# PROVIDED PASSAGE
----

Or to be correct: two boxes with dovetails made from wood resurrected from the fire wood pile. It was going to be a shelf, but the gremlins woke…
I have an idea of a “sharp shelf” – a wall shelf that looks like the sharp sign in musical scores – the #. I had some aspen I thought would be nice for such a shelf. I also had the idea of making an eight note in teak that could hold a vase, mounted next to the sharp shelf above my piano. But then the gremlins woke – all fed, soaking wet and straight outta Azkaban!
In my review of the Veritas planing stop, I show some of the work I did to the aspen plank. I hand planed them 4S after ripping them down a bit on the band saw, then shot the ends square. From there I proceeded to work on what would’ve been shelf parts.
However, I quickly ran into an old adversary – I have never been able to successfully make a grid using half lap joints for some reason. Boosting with confidence, I decided that NOW was the time to raise the flag on that particular hill, and for good measure I tossed in a few monkey wrenches and ended up trying to do double dado cross half laps. Or “double dado flat whole firewood lap screwups”. I tossed the CO2-laden thingamajigs in the Bourne pile (If I ever get the time, I’ll make a scrap wood bin lined with a red “Brennen” marked bag! Would be awesome!) and got on with another shelf and life in general. For almost a year, the pieces sat there.
Then the ruined thingamajigs did a full Joaquin Rafael. You know – Phoenix. Or something close enough, since they WOULD have become ash (burned wood, not the species Fraxinus excelsior. Phun intended).

----

# GIVEN MATERIAL
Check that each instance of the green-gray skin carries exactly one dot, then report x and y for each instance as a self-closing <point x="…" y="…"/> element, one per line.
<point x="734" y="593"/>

----

# TASK 1
Print the firewood boxes post, everything from "Or to be correct: two" down to "straight outta Azkaban!".
# TASK 2
Write what follows the last sentence of the woodworking post about the boxes made from firewood.

# WRITTEN REPLY 1
Or to be correct: two boxes with dovetails made from wood resurrected from the fire wood pile. It was going to be a shelf, but the gremlins woke…
I have an idea of a “sharp shelf” – a wall shelf that looks like the sharp sign in musical scores – the #. I had some aspen I thought would be nice for such a shelf. I also had the idea of making an eight note in teak that could hold a vase, mounted next to the sharp shelf above my piano. But then the gremlins woke – all fed, soaking wet and straight outta Azkaban!

# WRITTEN REPLY 2
Why not make a box out of’em? And why not take on the “practice dovetails” challenge? Because this is the first time I’ve made more than one dovetail per joint! As it turned out, a lot of “firsts” got tucked under the belt on this one.
This’ll be an interesting read…
Making a box!
I ripped down the boards, removing the evidence of my sad excuse for double dado cross half laps. I ended up with parts for a nice little box. I had been smart enough to rip the planks on my band saw in stead of sacrificing to the all mighty dust collector drum, so I had some nice 8mm “veneer” which now becomes the bottom in the box.
Time for some Phoenix tails. Or dovetails, as most know’em.
Editor’s note (that’s me, BTW): Yes, the plane lies on its side. The reason is located in the second picture after this text. NOT because I think my work bench dulls the edge or some hogwash like that!
Spot that little dovetail thingamajig? It’s awesome! It has 1:5, 1:6, 1:8 and 1:10 guides all in one tool. Add the Starrett 6” combination square, a pencil and the screw adjusting compass, and you have everything you need for dovetail layout. I used the Veritas dovetail saw to cut to the lines (which I marked with my Veritas marking gauge), removed the waste with a coping saw and trimmed to the lines with chisels.
I then placed my hand plane on its side, swallowed some regurgitated dinner and marked the location for the pins. I then cut the pins and fettled the joints.
I surface planed the bottom and chose an iron for my Stanley 50S combination plane. It has never been used, so I spent a couple of minutes flattening the back and sharpening it to 35° as per the user manual. The Veritas sharpening jig with the narrow blade attachment is just fantastic for this!
I then used a trick Paul Sellers has shown: I placed a sash clamp in the vise and used it to hold the short pieces while plowing the dado for the bottom. I used the pin boards to elevate the tail board so that the fence of the plane would not come into conflict with the vise jaw.
I could even place the two pin boards end to end in the sash clamp and plow part of the dadoes. I then deepened the dadoes in the pin boards with a 3mm (1/8”) chisel.
I cut the bottom to size – slightly undersized to accommodate for wood movement – and chamfered the edges on the underside. Done!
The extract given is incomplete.